課題文 ::
━━━━━━━━━━━━━━━━
見沼は昔沼だったところを干拓し、見沼用水を引き美田となした。
見沼代用水は東と西とがあり、その間を芝川が流れている。
江戸時代、水上交通が盛んで物資の輸送は多く船運に頼った。見沼では芝川と東西の見沼用水の高さがそれぞれ約3メートル違うので、その代用水と川を舟で繋ぐため、運河(通船掘)を作り、パナマ運河と同じような閘門を設置して、その段差を調節して舟を通したという。
その遺構が今もここに残っている。これはパナマ運河よりもかなり前に出来ていたのだ。
江戸時代の素晴しい知識と技術が生かされてた。江戸時代、江戸と関東の各地は船で繋がれていたのだ。
当時の江戸の経済発展はその船運によるところが大きかった。特に100万とも言われた江戸の人口を養うのは大変だった。それを支えたのがこの船運だった。この運河は大正の末まで活躍したという。その後、鉄道と自動車が発達しこれにとって変わり、水上交通は廃って行ったと云う。
━━━━━━━━━━━━━━━━
保存データ ::

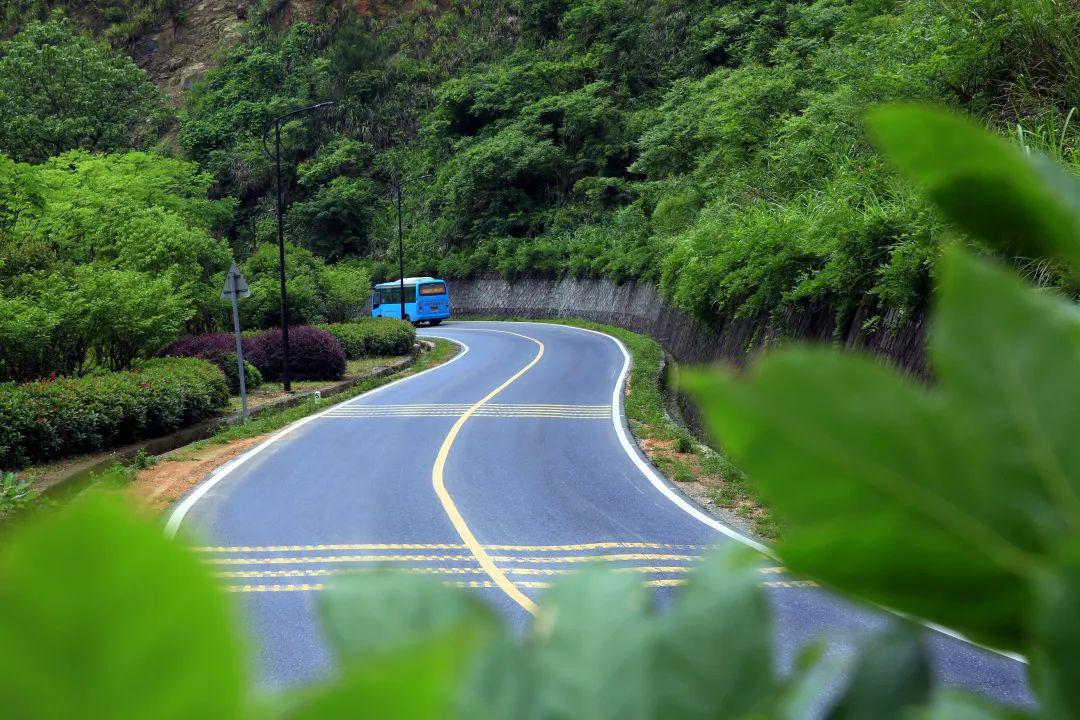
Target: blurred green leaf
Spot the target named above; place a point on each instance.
(370, 614)
(892, 677)
(714, 649)
(502, 685)
(1026, 206)
(954, 705)
(415, 683)
(1055, 664)
(1009, 358)
(807, 692)
(592, 649)
(876, 480)
(102, 616)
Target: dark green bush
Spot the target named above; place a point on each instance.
(375, 337)
(42, 421)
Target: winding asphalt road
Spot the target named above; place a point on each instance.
(498, 471)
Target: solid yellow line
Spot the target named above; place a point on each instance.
(312, 587)
(367, 546)
(478, 415)
(439, 483)
(417, 546)
(466, 406)
(339, 558)
(462, 557)
(790, 583)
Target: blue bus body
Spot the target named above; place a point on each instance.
(427, 300)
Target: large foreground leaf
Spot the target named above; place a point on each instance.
(1009, 360)
(875, 477)
(713, 652)
(891, 679)
(1055, 663)
(102, 616)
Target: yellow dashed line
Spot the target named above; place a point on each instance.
(447, 546)
(443, 558)
(312, 587)
(340, 558)
(790, 583)
(242, 574)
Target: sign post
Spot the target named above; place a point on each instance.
(235, 287)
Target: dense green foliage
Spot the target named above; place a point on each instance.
(977, 474)
(714, 148)
(117, 21)
(109, 254)
(42, 421)
(374, 337)
(61, 91)
(316, 293)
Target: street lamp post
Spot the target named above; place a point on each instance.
(399, 185)
(275, 123)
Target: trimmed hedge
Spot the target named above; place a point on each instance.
(313, 354)
(220, 349)
(374, 337)
(252, 376)
(42, 421)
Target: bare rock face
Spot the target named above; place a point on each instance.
(179, 53)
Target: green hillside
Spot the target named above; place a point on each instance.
(715, 149)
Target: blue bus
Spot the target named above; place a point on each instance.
(427, 300)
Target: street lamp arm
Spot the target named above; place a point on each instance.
(280, 119)
(275, 124)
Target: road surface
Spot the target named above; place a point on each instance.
(498, 471)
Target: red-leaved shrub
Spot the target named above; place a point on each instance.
(313, 354)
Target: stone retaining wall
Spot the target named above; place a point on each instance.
(639, 308)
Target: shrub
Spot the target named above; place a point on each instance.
(201, 345)
(220, 349)
(252, 376)
(374, 337)
(42, 421)
(314, 354)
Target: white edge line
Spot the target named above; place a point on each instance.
(173, 526)
(650, 474)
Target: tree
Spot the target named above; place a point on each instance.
(61, 90)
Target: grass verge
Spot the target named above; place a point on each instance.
(274, 420)
(194, 457)
(704, 473)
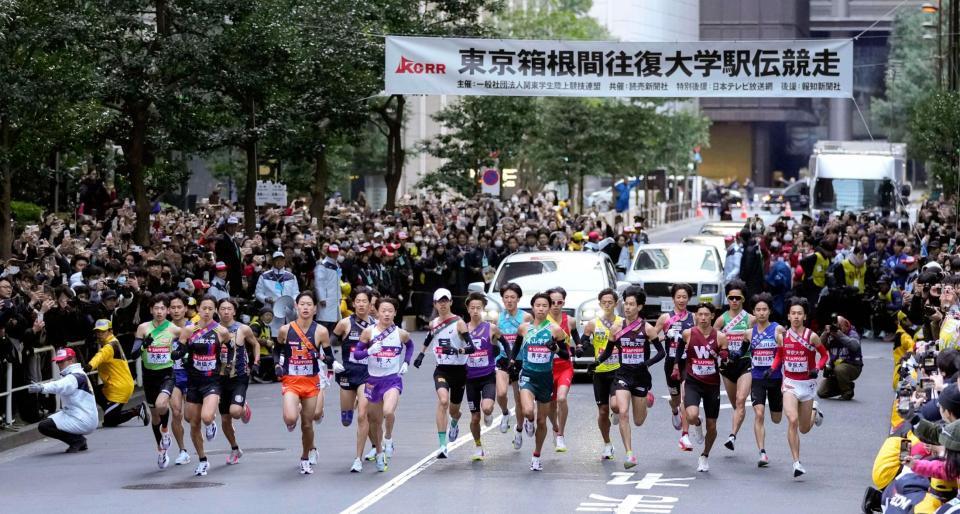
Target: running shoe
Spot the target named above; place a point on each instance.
━━━━━━━━━━━━━━━━
練習問題 A :: 見沼の運河についての課題文に出てくる交通や輸送の手段をすべて挙げてください。
練習問題 B :: 見沼の運河についての課題文から、「江戸時代、水上交通が盛んで物」という語句を含む箇所で始め、「上交通は廃って行ったと云う。」の後で終わる部分を、一字も変えずに返してください。
練習問題 C :: 見沼の運河についての課題文によると、芝川と東西の見沼用水の高さはそれぞれどれくらい違いますか。

最終結果 A :: 舟(船)、鉄道、自動車

最終結果 B ::
江戸時代、水上交通が盛んで物資の輸送は多く船運に頼った。見沼では芝川と東西の見沼用水の高さがそれぞれ約3メートル違うので、その代用水と川を舟で繋ぐため、運河(通船掘)を作り、パナマ運河と同じような閘門を設置して、その段差を調節して舟を通したという。
その遺構が今もここに残っている。これはパナマ運河よりもかなり前に出来ていたのだ。
江戸時代の素晴しい知識と技術が生かされてた。江戸時代、江戸と関東の各地は船で繋がれていたのだ。
当時の江戸の経済発展はその船運によるところが大きかった。特に100万とも言われた江戸の人口を養うのは大変だった。それを支えたのがこの船運だった。この運河は大正の末まで活躍したという。その後、鉄道と自動車が発達しこれにとって変わり、水上交通は廃って行ったと云う。

最終結果 C :: 約3メートル違います。